__Text extract__.
-.-.-

Research-0055 — U-2-Net `u2netp` saliency replacement survey¶

Field	Value
Date	2026-05-03
Status	Blocker recorded — placeholder remains shipped
Tags	dnn, tiny-ai, mobilesal, u2netp, saliency, license, op-allowlist, blocker

Companion to ADR-0265. Captures the upstream survey, the license + distribution audit, the ONNX op-allowlist mismatch, and the alternatives reviewed before the deferral decision.

Background¶

ADR-0257 / Research-0053 (PR #328) deferred the MobileSal real-weights swap because upstream yuhuan-wu/MobileSal is CC BY-NC-SA 4.0, distributes weights through Google Drive viewer URLs, and is RGB-D where the fork's C contract is RGB-only. ADR-0257's recommended next step was filed as backlog row T6-2a-replace-with-u2netp: switch the underlying model family from MobileSal to U-2-Net's 4.7 MB u2netp variant under Apache-2.0, which is permissive, pure RGB, and (per ADR-0257 §Alternatives) "drop-in compatible with the saliency I/O contract".

This digest records the result of attempting that replacement. The plan was to mirror the FastDVDnet T6-7b pattern from PR #326 / ADR-0253:

Pin upstream commit by SHA.

-.-.-

__Required work__.
a) Revise the U-2-Net survey header starting at the words "Research-0055 — U-2-Net" and ending after "the deferral decision.", writing "stub" in place of "placeholder".
b) Render the records from their first line through the line containing "POLYGON ((503 500, 503" as a two-column CSV with the columns request and answer. Give one row per request, with each field quoted and its line breaks turned into spaces.
The records have no connection to the text about the U-2-Net survey.

__Dataset rows__.

-.-.-

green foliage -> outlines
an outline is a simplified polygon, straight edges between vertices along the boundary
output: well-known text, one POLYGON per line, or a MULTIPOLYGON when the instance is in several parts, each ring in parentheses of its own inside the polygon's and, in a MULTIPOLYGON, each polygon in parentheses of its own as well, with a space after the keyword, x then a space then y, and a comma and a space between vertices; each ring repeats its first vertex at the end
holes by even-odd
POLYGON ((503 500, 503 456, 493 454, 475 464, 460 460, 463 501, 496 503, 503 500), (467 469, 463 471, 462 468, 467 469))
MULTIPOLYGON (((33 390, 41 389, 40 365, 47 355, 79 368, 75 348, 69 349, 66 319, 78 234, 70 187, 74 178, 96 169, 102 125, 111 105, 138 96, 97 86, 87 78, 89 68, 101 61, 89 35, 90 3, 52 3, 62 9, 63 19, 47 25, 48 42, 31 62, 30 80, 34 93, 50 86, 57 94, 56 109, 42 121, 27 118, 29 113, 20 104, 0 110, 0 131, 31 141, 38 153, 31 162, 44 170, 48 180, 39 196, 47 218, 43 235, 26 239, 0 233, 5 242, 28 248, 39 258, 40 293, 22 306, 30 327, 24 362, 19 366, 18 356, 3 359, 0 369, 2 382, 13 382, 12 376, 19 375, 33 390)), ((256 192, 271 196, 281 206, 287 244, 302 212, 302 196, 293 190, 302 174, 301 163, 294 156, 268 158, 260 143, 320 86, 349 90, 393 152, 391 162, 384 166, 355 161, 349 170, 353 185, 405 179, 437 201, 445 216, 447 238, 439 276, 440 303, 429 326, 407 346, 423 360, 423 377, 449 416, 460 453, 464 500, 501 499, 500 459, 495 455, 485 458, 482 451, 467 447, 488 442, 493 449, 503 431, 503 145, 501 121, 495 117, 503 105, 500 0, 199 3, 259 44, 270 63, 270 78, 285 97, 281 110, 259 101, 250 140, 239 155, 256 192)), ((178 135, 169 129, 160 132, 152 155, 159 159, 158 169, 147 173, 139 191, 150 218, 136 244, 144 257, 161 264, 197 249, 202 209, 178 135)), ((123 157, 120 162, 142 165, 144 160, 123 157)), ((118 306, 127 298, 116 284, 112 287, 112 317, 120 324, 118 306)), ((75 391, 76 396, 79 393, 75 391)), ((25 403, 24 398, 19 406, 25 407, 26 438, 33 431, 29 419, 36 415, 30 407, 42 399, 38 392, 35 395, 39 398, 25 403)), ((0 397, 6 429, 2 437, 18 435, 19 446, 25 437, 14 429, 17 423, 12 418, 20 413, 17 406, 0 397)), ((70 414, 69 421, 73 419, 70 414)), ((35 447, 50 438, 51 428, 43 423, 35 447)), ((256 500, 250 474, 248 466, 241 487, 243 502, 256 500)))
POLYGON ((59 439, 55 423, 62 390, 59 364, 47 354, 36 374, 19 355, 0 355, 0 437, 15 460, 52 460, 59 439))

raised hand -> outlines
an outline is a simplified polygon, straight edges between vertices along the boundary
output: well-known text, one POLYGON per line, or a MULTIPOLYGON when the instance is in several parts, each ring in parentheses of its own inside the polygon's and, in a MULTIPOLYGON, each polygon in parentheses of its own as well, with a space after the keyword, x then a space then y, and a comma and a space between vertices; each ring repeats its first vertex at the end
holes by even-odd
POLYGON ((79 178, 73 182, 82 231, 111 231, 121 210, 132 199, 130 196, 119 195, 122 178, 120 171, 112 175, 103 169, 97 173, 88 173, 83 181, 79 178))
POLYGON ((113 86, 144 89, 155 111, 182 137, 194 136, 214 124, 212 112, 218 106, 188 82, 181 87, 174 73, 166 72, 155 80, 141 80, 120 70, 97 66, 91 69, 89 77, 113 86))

-.-.-

__Outputs__.
a)
Research-0055 — U-2-Net `u2netp` saliency replacement survey¶

Field	Value
Date	2026-05-03
Status	Blocker recorded — stub remains shipped
Tags	dnn, tiny-ai, mobilesal, u2netp, saliency, license, op-allowlist, blocker

Companion to ADR-0265. Captures the upstream survey, the license + distribution audit, the ONNX op-allowlist mismatch, and the alternatives reviewed before the deferral decision.

b)
request,answer
"green foliage -> outlines an outline is a simplified polygon, straight edges between vertices along the boundary output: well-known text, one POLYGON per line, or a MULTIPOLYGON when the instance is in several parts, each ring in parentheses of its own inside the polygon's and, in a MULTIPOLYGON, each polygon in parentheses of its own as well, with a space after the keyword, x then a space then y, and a comma and a space between vertices; each ring repeats its first vertex at the end holes by even-odd","POLYGON ((503 500, 503 456, 493 454, 475 464, 460 460, 463 501, 496 503, 503 500), (467 469, 463 471, 462 468, 467 469))"